§ TEXT SHOWN:
Whether the conservative ANC minister of finance, Trevor Manuel, complies by
raising central-local state subsidies by more than the 15% he recently promised,
remains in question. But ANC municipalities will now justifiably demand more
resources to deliver services to the ground.
There
remain, however, important problems of detail with the ANC’s promise of 6,000
free kilolitres of water per household per month. The use of
"household" instead of "person" favours small homes–classic
(white) "double-income, no kid" yuppies–over large (black) families
dependent upon a grandmother’s pension. And the ANC’s reluctance to embrace its
1994 campaign promise of a medium-term target of 50-60 litres per person per day
(six kilolitres per month is around half the target) is worrying, limiting poor
people to the equivalent of two toilet flushes a day. The World Health
Organisation recommends the higher amounts, and there is no reason South Africa
can’t achieve this given its middle-income status.
And
while the ANC promises that the public sector will be the "preferred
provider" of such services, there remains intense ideological and financial
pressure on municipalities to privatise. The ANC-aligned SA Municipal Workers
Union and its civil-society allies have been waging a heroic, but mainly losing
battle against French and British firms, and last week embarked upon intensely
confrontational strikes against ANC councils in Johannesburg and Cape Town.

§ AIM A: Give the rows as a numbered list with blank lines left out, starting with the row containing "Pin every instance of the pole" and going on through the last of the rows.
The text on South African water policy and the rows that come after it are unrelated material.

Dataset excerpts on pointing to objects

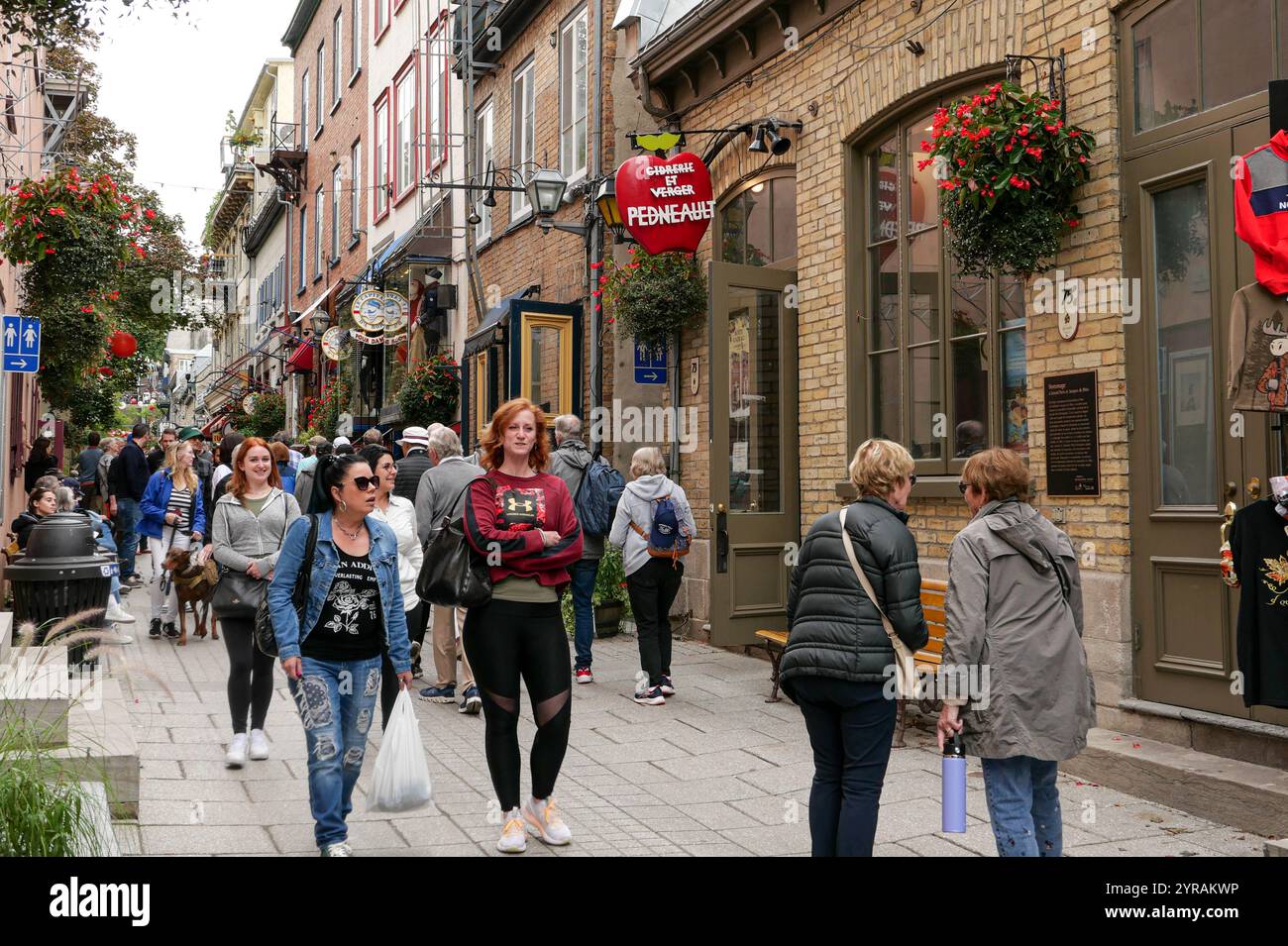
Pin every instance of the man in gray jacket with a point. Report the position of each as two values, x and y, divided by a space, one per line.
439 495
568 463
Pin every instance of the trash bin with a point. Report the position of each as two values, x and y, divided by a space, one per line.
60 573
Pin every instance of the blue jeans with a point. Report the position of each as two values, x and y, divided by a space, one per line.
1024 806
128 514
583 575
335 700
850 726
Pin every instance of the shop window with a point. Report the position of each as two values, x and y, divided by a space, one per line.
758 226
947 373
1190 55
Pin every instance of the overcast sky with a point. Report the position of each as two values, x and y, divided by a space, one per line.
171 82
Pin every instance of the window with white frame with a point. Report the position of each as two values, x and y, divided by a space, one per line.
356 187
483 139
572 97
338 54
523 130
318 216
380 158
404 130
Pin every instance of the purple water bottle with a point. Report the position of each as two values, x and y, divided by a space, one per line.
954 787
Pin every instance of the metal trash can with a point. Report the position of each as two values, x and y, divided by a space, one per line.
62 573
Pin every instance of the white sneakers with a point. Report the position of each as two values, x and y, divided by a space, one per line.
544 821
513 841
258 745
236 756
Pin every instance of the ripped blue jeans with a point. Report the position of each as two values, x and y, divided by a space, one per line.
335 700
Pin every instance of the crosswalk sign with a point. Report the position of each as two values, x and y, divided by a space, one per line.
21 340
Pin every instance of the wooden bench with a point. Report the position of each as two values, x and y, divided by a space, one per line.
927 658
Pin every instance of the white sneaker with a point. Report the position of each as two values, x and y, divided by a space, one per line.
119 615
236 757
258 745
513 838
542 820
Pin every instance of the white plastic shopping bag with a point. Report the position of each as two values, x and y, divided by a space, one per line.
400 782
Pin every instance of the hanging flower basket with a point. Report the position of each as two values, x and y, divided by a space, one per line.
653 297
1008 167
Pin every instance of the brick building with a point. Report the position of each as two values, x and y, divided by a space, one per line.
888 339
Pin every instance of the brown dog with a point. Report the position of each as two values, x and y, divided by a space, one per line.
191 583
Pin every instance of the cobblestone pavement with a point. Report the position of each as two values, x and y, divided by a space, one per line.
716 771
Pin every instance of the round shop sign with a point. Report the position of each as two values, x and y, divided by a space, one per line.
369 310
397 312
331 343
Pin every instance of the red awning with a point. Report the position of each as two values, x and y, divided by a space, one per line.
300 360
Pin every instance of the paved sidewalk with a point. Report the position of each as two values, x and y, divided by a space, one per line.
716 771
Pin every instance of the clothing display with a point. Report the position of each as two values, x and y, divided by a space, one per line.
1261 210
1258 542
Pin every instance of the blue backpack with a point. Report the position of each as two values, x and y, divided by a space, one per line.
597 493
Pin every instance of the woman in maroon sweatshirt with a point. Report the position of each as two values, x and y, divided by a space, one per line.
523 520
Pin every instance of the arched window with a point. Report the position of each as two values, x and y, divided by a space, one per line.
943 366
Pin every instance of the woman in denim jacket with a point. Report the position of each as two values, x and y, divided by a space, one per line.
355 615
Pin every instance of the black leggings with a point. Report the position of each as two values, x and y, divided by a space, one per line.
389 683
250 675
505 640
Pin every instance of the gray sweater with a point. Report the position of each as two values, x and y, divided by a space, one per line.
240 537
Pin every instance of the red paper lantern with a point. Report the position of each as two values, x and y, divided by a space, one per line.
123 344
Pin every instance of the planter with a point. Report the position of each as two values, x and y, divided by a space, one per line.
608 619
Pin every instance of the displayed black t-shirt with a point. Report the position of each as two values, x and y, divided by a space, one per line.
349 627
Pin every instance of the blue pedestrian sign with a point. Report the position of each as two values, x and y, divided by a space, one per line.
649 365
21 338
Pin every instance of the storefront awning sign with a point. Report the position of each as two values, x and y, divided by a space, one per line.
666 203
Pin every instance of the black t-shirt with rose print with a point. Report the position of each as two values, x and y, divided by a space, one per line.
349 624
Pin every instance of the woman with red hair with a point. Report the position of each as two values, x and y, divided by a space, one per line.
522 520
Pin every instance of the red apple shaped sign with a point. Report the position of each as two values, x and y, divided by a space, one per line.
666 203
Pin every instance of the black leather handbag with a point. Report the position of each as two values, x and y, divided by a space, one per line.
454 575
265 636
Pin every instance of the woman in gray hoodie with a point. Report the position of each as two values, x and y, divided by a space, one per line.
1014 624
653 528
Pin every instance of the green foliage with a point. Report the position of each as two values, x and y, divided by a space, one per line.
432 391
653 297
1008 167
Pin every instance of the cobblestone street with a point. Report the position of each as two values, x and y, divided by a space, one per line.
716 771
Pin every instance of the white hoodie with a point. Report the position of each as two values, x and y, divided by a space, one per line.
636 504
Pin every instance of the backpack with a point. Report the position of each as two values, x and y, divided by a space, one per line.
665 537
597 494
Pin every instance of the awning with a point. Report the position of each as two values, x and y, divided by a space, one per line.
300 360
316 302
497 317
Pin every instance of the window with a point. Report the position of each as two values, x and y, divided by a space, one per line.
944 352
336 187
318 216
336 47
304 111
356 37
523 132
483 141
404 132
304 235
321 80
758 227
436 97
380 158
572 97
356 183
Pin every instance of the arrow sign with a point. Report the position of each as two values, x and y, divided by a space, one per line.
21 340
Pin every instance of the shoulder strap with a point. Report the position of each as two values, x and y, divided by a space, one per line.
863 578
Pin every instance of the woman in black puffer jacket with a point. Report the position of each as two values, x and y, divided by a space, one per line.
836 662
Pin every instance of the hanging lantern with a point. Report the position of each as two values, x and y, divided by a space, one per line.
123 344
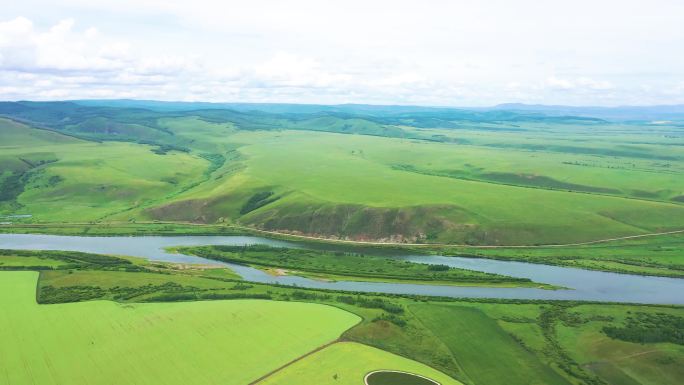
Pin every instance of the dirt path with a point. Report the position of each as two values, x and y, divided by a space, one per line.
461 245
282 234
272 372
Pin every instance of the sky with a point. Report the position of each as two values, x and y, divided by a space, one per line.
428 52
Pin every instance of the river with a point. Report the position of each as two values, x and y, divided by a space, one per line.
584 285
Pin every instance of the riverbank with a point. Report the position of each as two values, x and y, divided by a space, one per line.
652 255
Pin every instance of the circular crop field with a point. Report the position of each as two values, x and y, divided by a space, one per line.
393 377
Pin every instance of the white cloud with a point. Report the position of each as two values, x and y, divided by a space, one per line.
455 52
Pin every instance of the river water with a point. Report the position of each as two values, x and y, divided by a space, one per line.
585 285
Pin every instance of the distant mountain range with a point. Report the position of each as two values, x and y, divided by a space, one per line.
620 113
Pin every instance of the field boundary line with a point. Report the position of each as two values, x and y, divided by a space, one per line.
276 370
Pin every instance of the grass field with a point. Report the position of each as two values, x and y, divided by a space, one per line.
478 341
474 339
346 363
621 362
519 182
215 342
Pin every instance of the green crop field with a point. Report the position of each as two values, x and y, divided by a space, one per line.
486 353
103 342
346 363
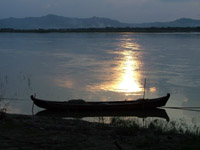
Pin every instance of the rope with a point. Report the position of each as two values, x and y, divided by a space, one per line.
185 108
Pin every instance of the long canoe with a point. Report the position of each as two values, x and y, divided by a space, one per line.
157 112
79 104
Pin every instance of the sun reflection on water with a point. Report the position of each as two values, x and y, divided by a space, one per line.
128 81
124 76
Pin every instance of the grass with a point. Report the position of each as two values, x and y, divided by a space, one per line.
160 131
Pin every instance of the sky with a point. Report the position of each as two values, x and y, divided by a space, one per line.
127 11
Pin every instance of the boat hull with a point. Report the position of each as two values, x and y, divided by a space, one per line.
107 106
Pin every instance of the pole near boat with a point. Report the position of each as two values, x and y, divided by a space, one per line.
144 88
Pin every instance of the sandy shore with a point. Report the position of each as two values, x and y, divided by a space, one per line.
32 132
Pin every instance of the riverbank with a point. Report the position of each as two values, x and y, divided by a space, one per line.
33 132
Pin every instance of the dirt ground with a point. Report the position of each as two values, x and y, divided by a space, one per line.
21 132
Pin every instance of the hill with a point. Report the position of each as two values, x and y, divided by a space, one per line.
60 22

§ AIM B: According to the text on South African water policy, in which two cities were strikes held against ANC councils?

§ TASK SOLUTION A:
1. Pin every instance of the pole near boat with a point. Report the position of each as two values, x and y, divided by a space, one per line.
2. 144 88
3. Pin every instance of the sandy shore with a point. Report the position of each as two values, x and y, divided by a space, one per line.
4. 32 132
5. Pin every instance of the riverbank with a point. Report the position of each as two values, x and y, divided by a space, one per line.
6. 33 132
7. Pin every instance of the dirt ground with a point. Report the position of each as two values, x and y, divided by a space, one per line.
8. 21 132
9. Pin every instance of the hill with a point. Report the position of each as two values, x and y, divided by a space, one per line.
10. 60 22

§ TASK SOLUTION B: Johannesburg and Cape Town.